**Problem to solve**
Print the data that follows without changing a single word.

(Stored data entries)
== Segment start ==

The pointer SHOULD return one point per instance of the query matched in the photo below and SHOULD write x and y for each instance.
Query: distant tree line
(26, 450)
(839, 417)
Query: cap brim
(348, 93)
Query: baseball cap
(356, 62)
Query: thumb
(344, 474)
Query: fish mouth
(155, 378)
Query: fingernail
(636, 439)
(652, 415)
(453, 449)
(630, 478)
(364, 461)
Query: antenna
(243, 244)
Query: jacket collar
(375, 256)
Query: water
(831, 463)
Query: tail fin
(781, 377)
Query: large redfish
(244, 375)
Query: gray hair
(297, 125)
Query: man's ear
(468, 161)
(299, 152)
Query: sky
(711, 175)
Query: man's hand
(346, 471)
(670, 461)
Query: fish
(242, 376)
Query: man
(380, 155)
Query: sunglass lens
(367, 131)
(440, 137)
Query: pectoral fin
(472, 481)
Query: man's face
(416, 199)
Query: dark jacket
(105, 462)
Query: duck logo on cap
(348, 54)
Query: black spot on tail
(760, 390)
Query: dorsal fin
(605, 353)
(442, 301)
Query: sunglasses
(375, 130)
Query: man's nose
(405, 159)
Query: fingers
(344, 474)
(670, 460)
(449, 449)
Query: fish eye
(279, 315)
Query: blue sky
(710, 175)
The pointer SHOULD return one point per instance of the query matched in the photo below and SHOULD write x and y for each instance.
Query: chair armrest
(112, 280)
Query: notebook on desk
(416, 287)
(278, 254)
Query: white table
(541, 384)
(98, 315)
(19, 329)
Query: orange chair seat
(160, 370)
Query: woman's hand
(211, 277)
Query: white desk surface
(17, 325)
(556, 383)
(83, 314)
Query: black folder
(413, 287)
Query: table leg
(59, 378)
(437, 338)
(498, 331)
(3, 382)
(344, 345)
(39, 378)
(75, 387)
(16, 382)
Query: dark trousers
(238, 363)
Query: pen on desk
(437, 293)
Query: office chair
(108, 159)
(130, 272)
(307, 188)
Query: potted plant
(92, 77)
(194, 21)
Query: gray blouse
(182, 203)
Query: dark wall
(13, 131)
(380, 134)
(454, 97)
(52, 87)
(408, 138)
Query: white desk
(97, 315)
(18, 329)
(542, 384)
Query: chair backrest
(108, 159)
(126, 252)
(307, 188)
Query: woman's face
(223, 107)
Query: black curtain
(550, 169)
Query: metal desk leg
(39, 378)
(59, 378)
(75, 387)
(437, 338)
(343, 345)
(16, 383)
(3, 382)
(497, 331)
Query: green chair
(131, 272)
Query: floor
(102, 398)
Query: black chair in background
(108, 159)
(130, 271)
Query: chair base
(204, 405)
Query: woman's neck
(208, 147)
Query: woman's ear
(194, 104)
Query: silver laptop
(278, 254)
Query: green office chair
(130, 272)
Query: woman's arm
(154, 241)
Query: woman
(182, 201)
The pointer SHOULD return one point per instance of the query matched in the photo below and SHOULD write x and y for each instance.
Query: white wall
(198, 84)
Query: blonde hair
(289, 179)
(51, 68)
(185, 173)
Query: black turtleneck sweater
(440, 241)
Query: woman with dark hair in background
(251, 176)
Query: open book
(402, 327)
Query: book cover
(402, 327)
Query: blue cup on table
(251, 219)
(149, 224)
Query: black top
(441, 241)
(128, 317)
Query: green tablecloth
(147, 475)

== Segment end ==

**Your response**
The pointer SHOULD return one point per instance of the query matched in the photo below and SHOULD write x and y for each instance.
Query: distant tree line
(26, 450)
(839, 417)
Query: cap brim
(348, 93)
Query: baseball cap
(356, 62)
Query: thumb
(344, 474)
Query: fish mouth
(155, 378)
Query: fingernail
(636, 439)
(652, 415)
(453, 449)
(630, 478)
(364, 461)
Query: antenna
(243, 244)
Query: jacket collar
(375, 256)
Query: water
(831, 463)
Query: tail fin
(781, 377)
Query: large redfish
(244, 375)
Query: gray hair
(297, 125)
Query: man's ear
(468, 161)
(299, 152)
Query: sky
(711, 175)
Query: man's hand
(346, 471)
(670, 461)
Query: fish
(242, 376)
Query: man
(380, 155)
Query: sunglass lens
(367, 131)
(440, 137)
Query: pectoral fin
(472, 481)
Query: man's face
(416, 199)
Query: dark jacket
(105, 462)
Query: duck logo on cap
(348, 54)
Query: black spot on tail
(760, 390)
Query: dorsal fin
(605, 353)
(442, 301)
Query: sunglasses
(375, 130)
Query: man's nose
(405, 159)
Query: fingers
(344, 474)
(670, 460)
(449, 449)
Query: fish eye
(279, 315)
Query: blue sky
(710, 175)
The pointer SHOULD return one point per instance of the query matched in the photo below and SHOULD write x and y for each instance.
Query: chair armrest
(112, 280)
Query: notebook on desk
(416, 287)
(278, 254)
Query: white table
(541, 384)
(98, 315)
(19, 329)
Query: orange chair seat
(160, 370)
Query: woman's hand
(211, 277)
Query: white desk surface
(17, 325)
(556, 383)
(83, 314)
Query: black folder
(413, 287)
Query: table leg
(59, 378)
(437, 338)
(498, 331)
(3, 382)
(344, 345)
(39, 378)
(75, 387)
(16, 382)
Query: dark trousers
(238, 363)
Query: pen on desk
(437, 293)
Query: office chair
(108, 159)
(130, 272)
(307, 188)
Query: potted plant
(92, 77)
(194, 21)
Query: gray blouse
(182, 203)
Query: dark wall
(13, 131)
(380, 134)
(454, 97)
(52, 87)
(408, 138)
Query: white desk
(97, 315)
(18, 329)
(542, 384)
Query: chair backrest
(108, 159)
(126, 252)
(307, 188)
Query: woman's face
(223, 107)
Query: black curtain
(550, 169)
Query: metal desk leg
(39, 378)
(59, 378)
(75, 387)
(437, 338)
(343, 345)
(16, 383)
(3, 382)
(497, 331)
Query: green chair
(131, 272)
Query: floor
(102, 398)
Query: black chair in background
(108, 159)
(130, 271)
Query: chair base
(204, 405)
Query: woman's neck
(208, 147)
Query: woman's ear
(194, 104)
Query: silver laptop
(278, 254)
Query: green office chair
(130, 272)
Query: woman's arm
(154, 241)
Query: woman
(182, 201)
The pointer SHOULD return one point per instance of the query matched in the photo below and SHOULD write x and y for each instance.
Query: white wall
(198, 84)
Query: blonde hair
(289, 179)
(51, 68)
(185, 173)
Query: black turtleneck sweater
(440, 241)
Query: woman with dark hair in background
(251, 176)
Query: open book
(402, 327)
Query: book cover
(402, 327)
Query: blue cup on table
(251, 219)
(149, 224)
Query: black top
(441, 241)
(128, 317)
Query: green tablecloth
(147, 475)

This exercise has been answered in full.